EXERCISE REQUIREMENTS
Rewrite everything from the start of the records down to the line containing "xmin=211 ymin=173 xmax=524 ymax=242", inclusive, as a two-column CSV headed "text" and "answer", with one row per record giving its text and its full answer, each in a single quoted field with line breaks turned into spaces. Leave the pictures out.
'''
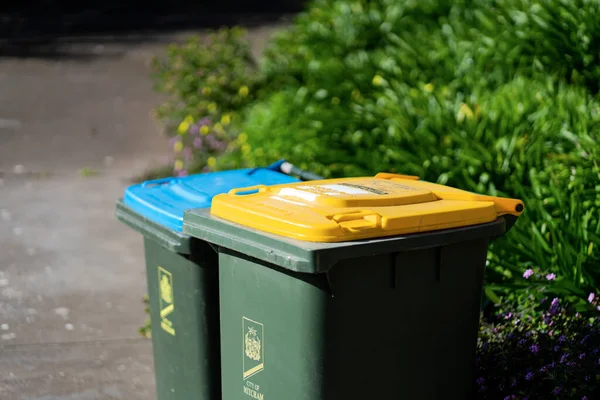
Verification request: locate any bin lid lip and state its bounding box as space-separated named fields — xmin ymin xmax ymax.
xmin=183 ymin=209 xmax=507 ymax=274
xmin=116 ymin=199 xmax=194 ymax=255
xmin=123 ymin=164 xmax=298 ymax=232
xmin=212 ymin=174 xmax=523 ymax=243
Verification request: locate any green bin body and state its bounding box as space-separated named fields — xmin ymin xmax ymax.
xmin=117 ymin=201 xmax=221 ymax=400
xmin=184 ymin=209 xmax=514 ymax=400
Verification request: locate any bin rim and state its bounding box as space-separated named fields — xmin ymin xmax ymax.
xmin=183 ymin=209 xmax=508 ymax=274
xmin=115 ymin=198 xmax=192 ymax=255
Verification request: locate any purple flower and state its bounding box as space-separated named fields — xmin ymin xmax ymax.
xmin=528 ymin=344 xmax=540 ymax=354
xmin=182 ymin=147 xmax=192 ymax=161
xmin=525 ymin=372 xmax=534 ymax=381
xmin=552 ymin=386 xmax=562 ymax=396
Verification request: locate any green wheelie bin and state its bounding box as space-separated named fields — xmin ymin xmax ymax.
xmin=116 ymin=162 xmax=298 ymax=400
xmin=184 ymin=174 xmax=524 ymax=400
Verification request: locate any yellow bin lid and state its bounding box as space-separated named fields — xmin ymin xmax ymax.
xmin=211 ymin=173 xmax=524 ymax=242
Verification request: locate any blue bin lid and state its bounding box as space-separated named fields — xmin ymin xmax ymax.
xmin=123 ymin=162 xmax=298 ymax=232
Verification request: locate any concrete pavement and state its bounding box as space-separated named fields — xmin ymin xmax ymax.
xmin=0 ymin=29 xmax=278 ymax=400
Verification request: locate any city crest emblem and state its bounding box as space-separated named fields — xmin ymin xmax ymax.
xmin=242 ymin=317 xmax=265 ymax=379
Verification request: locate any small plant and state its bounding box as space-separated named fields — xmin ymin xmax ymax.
xmin=152 ymin=28 xmax=261 ymax=176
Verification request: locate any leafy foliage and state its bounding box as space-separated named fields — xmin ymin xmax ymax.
xmin=220 ymin=0 xmax=600 ymax=304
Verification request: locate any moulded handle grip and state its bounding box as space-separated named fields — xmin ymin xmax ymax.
xmin=434 ymin=190 xmax=525 ymax=217
xmin=228 ymin=185 xmax=267 ymax=196
xmin=142 ymin=177 xmax=177 ymax=188
xmin=375 ymin=172 xmax=419 ymax=181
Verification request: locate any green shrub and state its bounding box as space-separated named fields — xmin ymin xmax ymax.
xmin=216 ymin=0 xmax=600 ymax=301
xmin=152 ymin=28 xmax=261 ymax=175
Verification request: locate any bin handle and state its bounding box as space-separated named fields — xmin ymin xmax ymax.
xmin=228 ymin=185 xmax=268 ymax=196
xmin=142 ymin=177 xmax=177 ymax=188
xmin=433 ymin=189 xmax=525 ymax=217
xmin=375 ymin=172 xmax=419 ymax=181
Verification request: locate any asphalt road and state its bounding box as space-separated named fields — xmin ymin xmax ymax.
xmin=0 ymin=28 xmax=278 ymax=400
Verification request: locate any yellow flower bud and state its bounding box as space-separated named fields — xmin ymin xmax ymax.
xmin=373 ymin=75 xmax=385 ymax=86
xmin=238 ymin=132 xmax=248 ymax=144
xmin=177 ymin=120 xmax=190 ymax=135
xmin=173 ymin=140 xmax=183 ymax=153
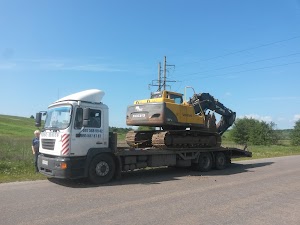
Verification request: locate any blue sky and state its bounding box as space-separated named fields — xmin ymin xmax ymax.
xmin=0 ymin=0 xmax=300 ymax=129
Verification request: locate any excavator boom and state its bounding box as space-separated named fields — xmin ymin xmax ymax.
xmin=189 ymin=93 xmax=236 ymax=135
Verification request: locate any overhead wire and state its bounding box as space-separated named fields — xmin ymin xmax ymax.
xmin=175 ymin=52 xmax=300 ymax=77
xmin=176 ymin=35 xmax=300 ymax=67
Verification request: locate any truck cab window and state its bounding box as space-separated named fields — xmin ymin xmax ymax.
xmin=74 ymin=108 xmax=83 ymax=129
xmin=88 ymin=109 xmax=101 ymax=128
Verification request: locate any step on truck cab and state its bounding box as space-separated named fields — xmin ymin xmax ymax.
xmin=36 ymin=89 xmax=251 ymax=184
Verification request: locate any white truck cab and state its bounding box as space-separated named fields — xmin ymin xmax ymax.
xmin=36 ymin=89 xmax=112 ymax=182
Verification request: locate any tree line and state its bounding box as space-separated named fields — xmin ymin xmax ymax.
xmin=228 ymin=118 xmax=300 ymax=145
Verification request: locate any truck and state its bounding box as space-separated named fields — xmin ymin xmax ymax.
xmin=35 ymin=89 xmax=252 ymax=184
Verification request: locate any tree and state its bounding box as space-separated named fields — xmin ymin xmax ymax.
xmin=230 ymin=118 xmax=278 ymax=145
xmin=291 ymin=119 xmax=300 ymax=146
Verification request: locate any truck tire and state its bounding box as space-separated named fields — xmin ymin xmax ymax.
xmin=215 ymin=152 xmax=227 ymax=170
xmin=89 ymin=154 xmax=116 ymax=184
xmin=194 ymin=152 xmax=213 ymax=172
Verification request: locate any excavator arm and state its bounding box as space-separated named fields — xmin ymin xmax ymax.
xmin=189 ymin=93 xmax=236 ymax=135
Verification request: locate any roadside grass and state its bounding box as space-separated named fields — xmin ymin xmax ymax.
xmin=0 ymin=160 xmax=46 ymax=183
xmin=223 ymin=140 xmax=300 ymax=161
xmin=0 ymin=115 xmax=300 ymax=183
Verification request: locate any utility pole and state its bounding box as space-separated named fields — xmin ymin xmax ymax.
xmin=149 ymin=56 xmax=176 ymax=91
xmin=157 ymin=62 xmax=161 ymax=91
xmin=163 ymin=56 xmax=176 ymax=90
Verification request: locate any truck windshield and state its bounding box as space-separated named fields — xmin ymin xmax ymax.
xmin=45 ymin=106 xmax=72 ymax=130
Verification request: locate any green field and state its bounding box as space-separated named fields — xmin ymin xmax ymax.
xmin=0 ymin=115 xmax=300 ymax=183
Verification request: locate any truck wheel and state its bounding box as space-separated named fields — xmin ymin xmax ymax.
xmin=89 ymin=154 xmax=116 ymax=184
xmin=194 ymin=152 xmax=212 ymax=172
xmin=215 ymin=152 xmax=227 ymax=170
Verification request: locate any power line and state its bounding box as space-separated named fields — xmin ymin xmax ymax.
xmin=177 ymin=35 xmax=300 ymax=67
xmin=183 ymin=62 xmax=300 ymax=82
xmin=175 ymin=52 xmax=300 ymax=77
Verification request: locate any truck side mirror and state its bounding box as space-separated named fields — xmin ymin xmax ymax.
xmin=82 ymin=108 xmax=90 ymax=127
xmin=35 ymin=112 xmax=42 ymax=127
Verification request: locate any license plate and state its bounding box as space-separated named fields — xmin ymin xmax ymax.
xmin=132 ymin=113 xmax=146 ymax=118
xmin=42 ymin=159 xmax=48 ymax=166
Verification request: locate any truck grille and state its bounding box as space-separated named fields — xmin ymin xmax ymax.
xmin=42 ymin=139 xmax=55 ymax=150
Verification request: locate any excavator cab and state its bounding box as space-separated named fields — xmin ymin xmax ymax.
xmin=126 ymin=90 xmax=205 ymax=130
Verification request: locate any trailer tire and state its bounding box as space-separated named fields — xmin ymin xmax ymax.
xmin=89 ymin=154 xmax=116 ymax=184
xmin=194 ymin=152 xmax=213 ymax=172
xmin=215 ymin=152 xmax=227 ymax=170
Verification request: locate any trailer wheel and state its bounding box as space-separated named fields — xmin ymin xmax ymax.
xmin=215 ymin=152 xmax=227 ymax=170
xmin=194 ymin=152 xmax=212 ymax=172
xmin=89 ymin=154 xmax=116 ymax=184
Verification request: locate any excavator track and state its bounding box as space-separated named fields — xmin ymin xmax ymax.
xmin=125 ymin=131 xmax=154 ymax=148
xmin=126 ymin=130 xmax=221 ymax=149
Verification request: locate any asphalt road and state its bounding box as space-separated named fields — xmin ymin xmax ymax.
xmin=0 ymin=156 xmax=300 ymax=225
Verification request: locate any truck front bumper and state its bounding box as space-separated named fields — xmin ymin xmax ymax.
xmin=38 ymin=154 xmax=86 ymax=179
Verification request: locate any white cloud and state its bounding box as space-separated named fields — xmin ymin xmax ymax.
xmin=293 ymin=114 xmax=300 ymax=122
xmin=0 ymin=58 xmax=126 ymax=72
xmin=238 ymin=114 xmax=273 ymax=123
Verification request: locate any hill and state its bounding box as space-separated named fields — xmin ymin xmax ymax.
xmin=0 ymin=115 xmax=36 ymax=138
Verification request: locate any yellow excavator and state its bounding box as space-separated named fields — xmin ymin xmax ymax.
xmin=126 ymin=90 xmax=236 ymax=149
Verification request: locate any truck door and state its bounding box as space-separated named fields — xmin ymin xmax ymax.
xmin=71 ymin=108 xmax=104 ymax=155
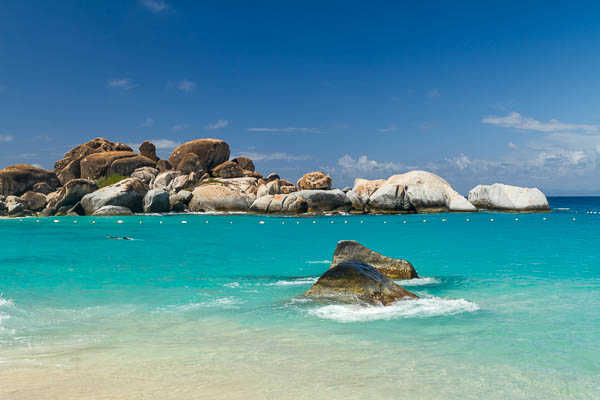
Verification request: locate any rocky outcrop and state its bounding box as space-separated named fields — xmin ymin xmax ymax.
xmin=296 ymin=171 xmax=332 ymax=190
xmin=169 ymin=139 xmax=229 ymax=171
xmin=139 ymin=140 xmax=158 ymax=162
xmin=189 ymin=183 xmax=256 ymax=212
xmin=231 ymin=156 xmax=255 ymax=172
xmin=367 ymin=171 xmax=477 ymax=213
xmin=54 ymin=138 xmax=133 ymax=184
xmin=144 ymin=189 xmax=171 ymax=213
xmin=47 ymin=179 xmax=98 ymax=210
xmin=468 ymin=183 xmax=550 ymax=212
xmin=81 ymin=178 xmax=148 ymax=215
xmin=0 ymin=164 xmax=59 ymax=196
xmin=92 ymin=206 xmax=133 ymax=217
xmin=305 ymin=261 xmax=417 ymax=306
xmin=330 ymin=240 xmax=419 ymax=279
xmin=211 ymin=161 xmax=244 ymax=178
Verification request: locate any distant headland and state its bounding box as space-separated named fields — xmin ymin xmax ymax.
'''
IN RESPONSE
text,answer
"Verification request: locate any bin lid lip and state its bounding box as space-separated named fields — xmin ymin xmax ymax.","xmin=183 ymin=209 xmax=507 ymax=274 xmin=116 ymin=199 xmax=194 ymax=255 xmin=123 ymin=164 xmax=298 ymax=232 xmin=212 ymin=174 xmax=523 ymax=243"
"Verification request: locate any green bin body and state its bounding box as space-separated named fields — xmin ymin xmax ymax.","xmin=117 ymin=201 xmax=221 ymax=400 xmin=184 ymin=209 xmax=514 ymax=400"
"Verification request: locate any bin rim and state its bounding box as space-separated named fields — xmin ymin xmax ymax.","xmin=183 ymin=209 xmax=508 ymax=274 xmin=115 ymin=198 xmax=192 ymax=255"
"Verification request: locate any purple flower and state its bounding box as space-separated named fields — xmin ymin xmax ymax.","xmin=528 ymin=344 xmax=540 ymax=354 xmin=182 ymin=147 xmax=192 ymax=161 xmin=525 ymin=372 xmax=534 ymax=381 xmin=552 ymin=386 xmax=562 ymax=396"
"Verification request: locate any green wheelie bin and state its bounding box as space-separated named fields — xmin ymin xmax ymax.","xmin=116 ymin=162 xmax=298 ymax=400 xmin=184 ymin=174 xmax=524 ymax=400"
"Verification request: locate any yellow bin lid and state its bounding box as space-separated named fields — xmin ymin xmax ymax.","xmin=211 ymin=173 xmax=524 ymax=242"